** Start of Provided records **
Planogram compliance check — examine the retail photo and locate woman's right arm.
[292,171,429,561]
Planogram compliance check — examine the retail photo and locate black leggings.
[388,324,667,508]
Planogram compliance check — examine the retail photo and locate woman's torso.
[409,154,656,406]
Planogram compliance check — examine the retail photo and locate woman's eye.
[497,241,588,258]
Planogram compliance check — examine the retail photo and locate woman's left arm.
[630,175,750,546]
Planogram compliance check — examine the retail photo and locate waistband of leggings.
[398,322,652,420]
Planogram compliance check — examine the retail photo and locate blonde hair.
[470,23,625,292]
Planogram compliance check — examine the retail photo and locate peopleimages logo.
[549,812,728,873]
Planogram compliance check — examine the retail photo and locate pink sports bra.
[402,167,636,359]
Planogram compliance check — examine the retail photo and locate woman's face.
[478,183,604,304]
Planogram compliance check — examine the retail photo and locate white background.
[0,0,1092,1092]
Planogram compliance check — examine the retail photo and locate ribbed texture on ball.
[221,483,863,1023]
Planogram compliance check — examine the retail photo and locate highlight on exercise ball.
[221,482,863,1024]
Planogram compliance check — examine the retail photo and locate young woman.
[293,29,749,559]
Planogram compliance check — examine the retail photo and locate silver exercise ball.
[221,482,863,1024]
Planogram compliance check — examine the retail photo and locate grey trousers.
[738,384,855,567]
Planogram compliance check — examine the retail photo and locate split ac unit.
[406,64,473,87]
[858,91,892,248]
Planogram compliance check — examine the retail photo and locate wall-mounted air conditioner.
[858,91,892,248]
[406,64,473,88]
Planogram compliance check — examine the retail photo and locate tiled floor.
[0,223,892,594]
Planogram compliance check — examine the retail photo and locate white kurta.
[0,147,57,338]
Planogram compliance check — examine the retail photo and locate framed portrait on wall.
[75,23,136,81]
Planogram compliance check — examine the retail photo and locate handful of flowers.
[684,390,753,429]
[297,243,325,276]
** End of Provided records **
◆ Task statement ◆
Can you show every line of the data above that contains the word "white", treating uppercase and lowercase as different?

◆ Solution to the exercise ◆
Planogram compliance check — examine the retail photo and locate white background.
Planogram compliance check — examine the retail photo and locate white kurta.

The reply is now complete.